— DOCUMENT PASSAGE —
:::
Robert van de Walle - Belgium
Every athlete dreams of competing at an Olympic Games. Robert van de Walle accomplished that feat five times and was the first judoka to do so. He won gold in 1980 which earned him the Belgian Sportsperson of the Year accolade and eight years later came to the fore again to win bronze in 1988.
The Ostend-born judoka competed in the -95kg and openweight categories and with over a decade at the top of the sport he left his mark as an all-time great.
The Belgian won seven senior World Championship medals and an astonishing 17 senior European Championship medals including two gold.
Mohamed Ali Rashwan - Egypt
Two-time world silver medallist Mohamed Ali Rashwan exuded judo's core values of honour, respect and integrity.
In the 1984 Los Angeles Olympic openweight final the Egyptian famously avoided targeting the injured right calf of his opponent Yasuhiro Yamashita and had to settle for silver. Ali Rashwan won an international fair play award for his conduct and the everlasting respect of his compatriots and the Japanese fans.
His Olympic result inspired him to win back-to-back world silver medals in 1985 and 1987 in South Korea and West Germany respectively.
Ali Rashwan retired from competing in 1992 and is now a top-class international referee and key member of the Egyptian Judo Federation.
Ryoko Tani - Japan
Tani (née Tamura) Ryoko became the first female judoka to compete at five Olympic Games. Tani won a medal at all five Games including gold in 2000 and 2004 in Sydney and Athens respectively.
The seven-time world champion was unbeaten in major competitions between Atlanta 1996 and Beijing 2008 and her unparalleled success saw her become the most popular judoka on the planet.
After retiring Tani entered politics and was a member of the Democratic Party between 2010 and 2012.
The Japanese star was one of the most dominant judoka the sport has seen and is widely regarded as the greatest female judoka of all time.
:::
— PROBLEM TO SOLVE —
Transcribe the stretch of the judoka profiles from "Robert van de Walle - Belgium" through "bronze in 1988.".

— DATA EXTRACT —
:::
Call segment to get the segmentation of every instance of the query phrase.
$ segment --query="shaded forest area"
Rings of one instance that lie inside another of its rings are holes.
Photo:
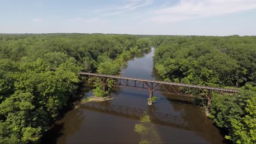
:::
— EXERCISE RESPONSE —
Robert van de Walle - Belgium
Every athlete dreams of competing at an Olympic Games. Robert van de Walle accomplished that feat five times and was the first judoka to do so. He won gold in 1980 which earned him the Belgian Sportsperson of the Year accolade and eight years later came to the fore again to win bronze in 1988.